Instruction → Reproduce only the stretch from "Target: jagged rock formation" through "pixel 440 262", replacing "jagged rock formation" with "rocky outcrop" and keeping every other character as it stands.

** START Raw records **

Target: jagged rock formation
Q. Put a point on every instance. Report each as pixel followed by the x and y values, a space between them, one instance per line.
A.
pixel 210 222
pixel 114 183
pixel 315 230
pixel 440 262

** END Raw records **
** START Raw records **

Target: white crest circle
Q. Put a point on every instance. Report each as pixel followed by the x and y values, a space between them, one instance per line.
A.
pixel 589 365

** END Raw records **
** START Raw records **

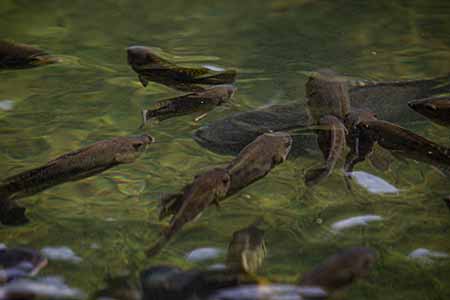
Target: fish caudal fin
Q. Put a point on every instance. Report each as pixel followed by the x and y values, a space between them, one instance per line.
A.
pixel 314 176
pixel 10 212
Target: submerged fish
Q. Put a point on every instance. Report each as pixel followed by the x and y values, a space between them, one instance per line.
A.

** END Raw records **

Solution for this task →
Target: rocky outcrop
Q. Put a point on every instance. Report each as pixel followed by the x and y values, a space between them, one instance per line.
A.
pixel 210 222
pixel 114 183
pixel 315 230
pixel 440 262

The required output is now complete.